_Required task 1_:
Answer these questions using the forum thread about Jim Murray's column:
(a) What broadcast did huntsie watch part of?
(b) What length is listed for the column?
(c) In what year does the column say its writer saw his first World Series?
_Required task 2_: Please write the next few sentences of the forum thread about Jim Murray's column, starting after its last sentence.

_Excerpt to read_:
──────
Discussion in 'Sports and News' started by huntsie, Oct 23, 2008.

  1. huntsie

    huntsie Active Member

    Watched a bit of the Fox broadcast last night and they talked about the obstructed seats at the Trop. Brought to mind a column written by Jim Murray in which he was stuck in the alternate press box, behind a foul pole.
    Can't remember the year, can't be more specific than that (Sorry), but the phrasing was brilliant.
    Can somebody help?
     
  2. Mizzougrad96

    Mizzougrad96 Active Member

    I'd hate to imagine the event where Murray was in the auxiliary box.
     
  3. Double Down

    Double Down Well-Known Member

    HIS VANTAGE POINT GAVE HIM HARDLY ANY ADVANTAGE AT ALL
    By JIM MURRAY

    SECTION: Sports; Part 3; Page 1; Column 1; Sports Desk

    LENGTH: 873 words

    ST. LOUIS --It was in 1938 that I saw my first World Series. I can remember it as if it were yesterday.
──────
_Items_:
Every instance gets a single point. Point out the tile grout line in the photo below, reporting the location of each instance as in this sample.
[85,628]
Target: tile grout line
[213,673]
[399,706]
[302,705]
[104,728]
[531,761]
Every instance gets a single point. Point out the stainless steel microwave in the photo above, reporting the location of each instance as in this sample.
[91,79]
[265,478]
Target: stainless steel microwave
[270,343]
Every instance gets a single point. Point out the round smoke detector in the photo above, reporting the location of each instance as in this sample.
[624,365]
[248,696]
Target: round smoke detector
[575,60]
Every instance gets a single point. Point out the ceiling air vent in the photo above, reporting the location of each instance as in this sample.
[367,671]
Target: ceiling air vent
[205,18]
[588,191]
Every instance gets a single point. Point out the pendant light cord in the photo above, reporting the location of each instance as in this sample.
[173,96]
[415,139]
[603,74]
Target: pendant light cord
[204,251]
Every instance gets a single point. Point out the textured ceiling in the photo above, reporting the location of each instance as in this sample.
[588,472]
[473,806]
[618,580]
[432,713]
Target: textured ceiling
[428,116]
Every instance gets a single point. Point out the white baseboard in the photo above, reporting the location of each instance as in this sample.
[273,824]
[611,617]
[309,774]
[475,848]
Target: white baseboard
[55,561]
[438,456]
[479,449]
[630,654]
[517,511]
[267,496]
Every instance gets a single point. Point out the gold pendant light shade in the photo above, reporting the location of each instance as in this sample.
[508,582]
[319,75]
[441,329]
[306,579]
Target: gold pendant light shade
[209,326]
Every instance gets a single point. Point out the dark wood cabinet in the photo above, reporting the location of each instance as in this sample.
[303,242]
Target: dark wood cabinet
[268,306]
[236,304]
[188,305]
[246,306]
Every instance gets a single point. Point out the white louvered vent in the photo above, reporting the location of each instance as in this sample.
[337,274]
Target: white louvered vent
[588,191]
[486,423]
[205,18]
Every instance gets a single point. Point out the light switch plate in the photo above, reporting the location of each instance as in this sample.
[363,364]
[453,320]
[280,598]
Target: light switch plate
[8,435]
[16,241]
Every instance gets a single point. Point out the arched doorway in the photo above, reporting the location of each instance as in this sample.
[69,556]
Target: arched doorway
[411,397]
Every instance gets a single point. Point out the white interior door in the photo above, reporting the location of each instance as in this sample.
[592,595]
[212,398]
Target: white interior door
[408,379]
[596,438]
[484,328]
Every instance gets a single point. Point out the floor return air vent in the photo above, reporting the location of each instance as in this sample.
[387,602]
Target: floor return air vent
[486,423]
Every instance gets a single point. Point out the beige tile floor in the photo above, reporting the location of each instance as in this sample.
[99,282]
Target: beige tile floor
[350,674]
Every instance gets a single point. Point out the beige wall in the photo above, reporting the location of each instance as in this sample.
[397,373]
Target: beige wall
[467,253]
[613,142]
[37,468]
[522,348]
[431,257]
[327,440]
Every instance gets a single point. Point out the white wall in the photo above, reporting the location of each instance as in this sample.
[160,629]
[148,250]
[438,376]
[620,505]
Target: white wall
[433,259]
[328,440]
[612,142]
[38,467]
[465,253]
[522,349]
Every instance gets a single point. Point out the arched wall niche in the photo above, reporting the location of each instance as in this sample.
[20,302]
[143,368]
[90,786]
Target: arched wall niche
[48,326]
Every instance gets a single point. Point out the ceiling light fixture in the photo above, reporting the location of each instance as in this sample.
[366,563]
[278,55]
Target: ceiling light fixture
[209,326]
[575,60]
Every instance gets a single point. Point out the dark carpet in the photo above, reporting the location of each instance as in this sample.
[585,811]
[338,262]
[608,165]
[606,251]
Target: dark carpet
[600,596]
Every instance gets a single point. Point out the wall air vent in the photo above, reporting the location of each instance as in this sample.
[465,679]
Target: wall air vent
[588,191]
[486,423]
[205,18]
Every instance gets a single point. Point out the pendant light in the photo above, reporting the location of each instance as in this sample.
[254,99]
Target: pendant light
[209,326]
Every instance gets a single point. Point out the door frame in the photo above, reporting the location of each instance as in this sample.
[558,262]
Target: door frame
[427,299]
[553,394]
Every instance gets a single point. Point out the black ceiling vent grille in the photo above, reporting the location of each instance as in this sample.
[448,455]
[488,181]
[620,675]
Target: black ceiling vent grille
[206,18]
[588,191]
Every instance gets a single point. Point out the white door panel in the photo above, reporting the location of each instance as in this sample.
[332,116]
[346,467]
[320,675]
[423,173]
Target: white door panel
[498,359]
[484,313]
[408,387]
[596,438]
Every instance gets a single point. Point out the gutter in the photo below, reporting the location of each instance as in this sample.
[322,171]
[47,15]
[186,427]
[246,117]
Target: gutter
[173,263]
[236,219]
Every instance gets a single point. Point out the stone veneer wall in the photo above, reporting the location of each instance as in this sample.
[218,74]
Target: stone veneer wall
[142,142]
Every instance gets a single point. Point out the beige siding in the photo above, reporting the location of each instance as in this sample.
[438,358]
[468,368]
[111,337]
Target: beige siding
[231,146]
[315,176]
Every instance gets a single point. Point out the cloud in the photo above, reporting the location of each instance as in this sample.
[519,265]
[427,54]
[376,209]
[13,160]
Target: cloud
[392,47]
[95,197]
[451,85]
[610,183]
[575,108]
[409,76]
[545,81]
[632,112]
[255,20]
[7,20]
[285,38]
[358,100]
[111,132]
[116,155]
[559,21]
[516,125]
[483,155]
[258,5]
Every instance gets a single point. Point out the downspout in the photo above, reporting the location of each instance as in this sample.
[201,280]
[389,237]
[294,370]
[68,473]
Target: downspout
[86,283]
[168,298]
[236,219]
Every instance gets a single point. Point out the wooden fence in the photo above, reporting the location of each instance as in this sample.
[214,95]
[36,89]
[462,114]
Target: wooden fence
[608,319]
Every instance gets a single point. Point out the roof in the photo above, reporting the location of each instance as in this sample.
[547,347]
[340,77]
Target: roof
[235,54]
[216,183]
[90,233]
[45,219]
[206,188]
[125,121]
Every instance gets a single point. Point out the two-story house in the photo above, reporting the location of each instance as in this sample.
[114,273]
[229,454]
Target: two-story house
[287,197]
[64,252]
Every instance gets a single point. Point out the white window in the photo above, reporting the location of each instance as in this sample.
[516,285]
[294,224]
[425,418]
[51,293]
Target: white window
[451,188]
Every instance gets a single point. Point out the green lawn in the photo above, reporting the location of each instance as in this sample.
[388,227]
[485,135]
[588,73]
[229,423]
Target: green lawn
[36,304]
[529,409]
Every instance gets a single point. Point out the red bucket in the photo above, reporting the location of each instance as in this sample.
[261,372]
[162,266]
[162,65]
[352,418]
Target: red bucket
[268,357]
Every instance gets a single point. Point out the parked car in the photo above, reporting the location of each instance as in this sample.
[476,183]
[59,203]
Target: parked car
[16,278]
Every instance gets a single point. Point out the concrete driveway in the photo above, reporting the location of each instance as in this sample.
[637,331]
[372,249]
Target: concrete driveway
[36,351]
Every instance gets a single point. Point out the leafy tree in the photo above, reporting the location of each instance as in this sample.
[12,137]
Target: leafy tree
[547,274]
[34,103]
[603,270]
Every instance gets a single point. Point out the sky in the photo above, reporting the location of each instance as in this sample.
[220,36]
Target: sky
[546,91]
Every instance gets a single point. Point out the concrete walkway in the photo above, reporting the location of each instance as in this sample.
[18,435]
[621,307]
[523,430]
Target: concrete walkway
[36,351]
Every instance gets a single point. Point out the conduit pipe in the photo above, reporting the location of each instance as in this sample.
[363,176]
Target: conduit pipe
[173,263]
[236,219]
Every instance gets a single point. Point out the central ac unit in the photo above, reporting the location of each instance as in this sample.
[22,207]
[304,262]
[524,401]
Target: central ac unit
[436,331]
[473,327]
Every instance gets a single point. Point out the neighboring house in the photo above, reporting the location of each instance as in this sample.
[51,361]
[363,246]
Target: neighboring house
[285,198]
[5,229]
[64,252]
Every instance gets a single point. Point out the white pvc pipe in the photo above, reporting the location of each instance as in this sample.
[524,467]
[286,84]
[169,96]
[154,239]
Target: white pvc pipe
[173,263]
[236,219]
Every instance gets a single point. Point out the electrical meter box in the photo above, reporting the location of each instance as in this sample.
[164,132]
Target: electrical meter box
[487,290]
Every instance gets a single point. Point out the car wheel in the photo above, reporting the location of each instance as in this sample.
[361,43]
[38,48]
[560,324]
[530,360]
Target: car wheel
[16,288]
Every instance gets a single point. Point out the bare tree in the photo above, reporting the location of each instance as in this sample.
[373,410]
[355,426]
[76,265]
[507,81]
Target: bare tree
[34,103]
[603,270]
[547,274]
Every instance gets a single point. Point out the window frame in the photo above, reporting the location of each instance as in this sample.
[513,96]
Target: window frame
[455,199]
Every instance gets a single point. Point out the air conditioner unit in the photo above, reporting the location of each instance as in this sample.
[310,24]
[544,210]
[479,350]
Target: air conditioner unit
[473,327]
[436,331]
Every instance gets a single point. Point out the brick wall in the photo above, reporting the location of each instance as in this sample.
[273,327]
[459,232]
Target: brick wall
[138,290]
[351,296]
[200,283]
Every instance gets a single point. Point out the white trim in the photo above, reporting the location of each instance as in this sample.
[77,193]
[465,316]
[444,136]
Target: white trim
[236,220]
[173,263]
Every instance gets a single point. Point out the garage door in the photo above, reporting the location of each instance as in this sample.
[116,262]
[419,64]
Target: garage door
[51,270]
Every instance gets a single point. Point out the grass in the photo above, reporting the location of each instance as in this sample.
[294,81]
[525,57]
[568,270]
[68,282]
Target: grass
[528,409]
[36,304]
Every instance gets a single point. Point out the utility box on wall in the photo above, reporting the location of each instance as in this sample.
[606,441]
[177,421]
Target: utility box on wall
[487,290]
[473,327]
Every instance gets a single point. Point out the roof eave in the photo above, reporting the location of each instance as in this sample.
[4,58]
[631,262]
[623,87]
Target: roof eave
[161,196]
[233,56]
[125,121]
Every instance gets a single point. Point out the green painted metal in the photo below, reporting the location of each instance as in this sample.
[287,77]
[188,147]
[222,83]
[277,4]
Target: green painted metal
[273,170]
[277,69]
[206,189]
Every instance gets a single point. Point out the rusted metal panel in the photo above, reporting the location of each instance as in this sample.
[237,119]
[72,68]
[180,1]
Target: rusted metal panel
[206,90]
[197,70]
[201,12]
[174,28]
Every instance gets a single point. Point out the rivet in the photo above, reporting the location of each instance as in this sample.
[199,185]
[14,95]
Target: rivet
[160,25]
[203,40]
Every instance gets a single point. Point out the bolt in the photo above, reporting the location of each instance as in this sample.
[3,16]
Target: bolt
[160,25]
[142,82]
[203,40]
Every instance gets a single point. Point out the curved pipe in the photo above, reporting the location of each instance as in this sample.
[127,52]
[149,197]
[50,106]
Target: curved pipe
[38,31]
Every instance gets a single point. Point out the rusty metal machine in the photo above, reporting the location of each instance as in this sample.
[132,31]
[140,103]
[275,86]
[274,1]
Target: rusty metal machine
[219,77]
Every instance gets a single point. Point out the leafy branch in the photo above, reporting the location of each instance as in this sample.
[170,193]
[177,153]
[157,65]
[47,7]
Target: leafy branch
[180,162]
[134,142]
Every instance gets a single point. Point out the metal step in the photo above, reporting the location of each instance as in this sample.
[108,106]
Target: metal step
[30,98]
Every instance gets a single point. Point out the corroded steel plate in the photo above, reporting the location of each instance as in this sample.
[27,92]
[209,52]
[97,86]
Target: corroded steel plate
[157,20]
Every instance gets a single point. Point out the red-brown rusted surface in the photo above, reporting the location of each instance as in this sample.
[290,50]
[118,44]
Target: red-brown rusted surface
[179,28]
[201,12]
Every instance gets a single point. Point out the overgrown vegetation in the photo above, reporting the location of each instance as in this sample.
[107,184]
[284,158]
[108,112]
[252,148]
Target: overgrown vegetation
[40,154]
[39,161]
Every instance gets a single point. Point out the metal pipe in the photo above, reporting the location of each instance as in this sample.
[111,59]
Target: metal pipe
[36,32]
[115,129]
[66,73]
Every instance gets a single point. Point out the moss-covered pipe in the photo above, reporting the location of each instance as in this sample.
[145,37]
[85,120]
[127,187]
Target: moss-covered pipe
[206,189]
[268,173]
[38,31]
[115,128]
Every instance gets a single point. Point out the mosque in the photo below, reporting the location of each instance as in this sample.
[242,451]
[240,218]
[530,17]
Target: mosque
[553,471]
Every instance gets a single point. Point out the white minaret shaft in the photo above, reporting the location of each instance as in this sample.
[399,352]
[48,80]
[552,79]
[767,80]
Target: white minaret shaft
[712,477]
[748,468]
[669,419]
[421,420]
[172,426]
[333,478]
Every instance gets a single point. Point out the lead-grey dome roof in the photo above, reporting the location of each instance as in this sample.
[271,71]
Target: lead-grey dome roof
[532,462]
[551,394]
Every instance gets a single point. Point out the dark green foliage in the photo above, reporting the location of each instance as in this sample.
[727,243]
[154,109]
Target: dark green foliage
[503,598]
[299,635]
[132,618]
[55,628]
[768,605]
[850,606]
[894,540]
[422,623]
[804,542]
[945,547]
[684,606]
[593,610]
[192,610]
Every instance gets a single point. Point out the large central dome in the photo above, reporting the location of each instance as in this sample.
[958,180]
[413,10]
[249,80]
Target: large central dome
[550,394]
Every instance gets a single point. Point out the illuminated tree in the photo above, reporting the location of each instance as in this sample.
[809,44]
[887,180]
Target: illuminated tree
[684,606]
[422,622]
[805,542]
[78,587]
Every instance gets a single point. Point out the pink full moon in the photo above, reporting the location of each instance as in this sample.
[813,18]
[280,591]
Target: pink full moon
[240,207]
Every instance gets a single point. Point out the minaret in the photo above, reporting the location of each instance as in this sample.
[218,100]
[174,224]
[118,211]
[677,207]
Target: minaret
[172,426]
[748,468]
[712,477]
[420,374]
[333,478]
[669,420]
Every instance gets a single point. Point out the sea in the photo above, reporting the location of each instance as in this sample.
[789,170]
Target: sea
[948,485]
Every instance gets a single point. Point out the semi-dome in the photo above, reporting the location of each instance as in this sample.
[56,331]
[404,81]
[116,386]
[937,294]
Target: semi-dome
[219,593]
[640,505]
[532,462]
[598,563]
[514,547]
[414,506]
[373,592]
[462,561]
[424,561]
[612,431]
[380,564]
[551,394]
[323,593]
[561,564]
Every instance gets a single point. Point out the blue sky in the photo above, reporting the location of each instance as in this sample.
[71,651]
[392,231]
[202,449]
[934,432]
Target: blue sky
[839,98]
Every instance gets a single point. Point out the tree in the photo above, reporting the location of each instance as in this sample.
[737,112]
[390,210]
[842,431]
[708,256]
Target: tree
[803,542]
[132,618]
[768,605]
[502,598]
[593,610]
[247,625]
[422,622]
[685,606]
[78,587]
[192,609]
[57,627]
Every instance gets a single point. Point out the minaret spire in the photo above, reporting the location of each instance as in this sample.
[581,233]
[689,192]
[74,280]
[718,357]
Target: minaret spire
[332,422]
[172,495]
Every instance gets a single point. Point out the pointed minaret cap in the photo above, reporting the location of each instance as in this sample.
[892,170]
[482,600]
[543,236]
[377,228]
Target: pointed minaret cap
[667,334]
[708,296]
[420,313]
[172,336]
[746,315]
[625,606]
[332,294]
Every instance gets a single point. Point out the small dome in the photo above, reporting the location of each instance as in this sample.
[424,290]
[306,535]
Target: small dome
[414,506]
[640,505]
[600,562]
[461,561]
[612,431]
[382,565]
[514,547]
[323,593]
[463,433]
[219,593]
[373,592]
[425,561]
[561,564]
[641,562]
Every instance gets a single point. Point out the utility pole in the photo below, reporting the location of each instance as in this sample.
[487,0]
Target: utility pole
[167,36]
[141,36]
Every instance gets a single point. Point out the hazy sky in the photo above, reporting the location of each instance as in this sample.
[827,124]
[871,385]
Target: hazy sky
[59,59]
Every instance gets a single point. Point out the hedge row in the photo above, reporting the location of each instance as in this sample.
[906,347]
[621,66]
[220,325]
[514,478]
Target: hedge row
──────
_Task response 1_:
(a) The Fox broadcast.
(b) 873 words.
(c) 1938.

_Task response 2_:
    I sat in the center-field bleachers in Yankee Stadium. It wasn't much of a seat. It wasn't much of a World Series, either. One of those in which the old Yankees swatted the opposition, the Cubs, as if they were a fly on a window sill. They won in four straight. The games weren't even close.


    I sat behind a center fielder named Joe Marty of the Chicago Cubs that day, and he spent his day chasing extra-base hits all over the outfield statues. The New York center fielder was a guy named DiMaggio. No. 5. He spent the day catching extra-base hits.

    It was almost Lou Gehrig's last game as a Yankee, although we didn't know it at the time. It was almost the last game Dizzy Dean would ever pitch. But the only thing I remember most clearly about the whole game is Joe Marty's number. I think it was 25.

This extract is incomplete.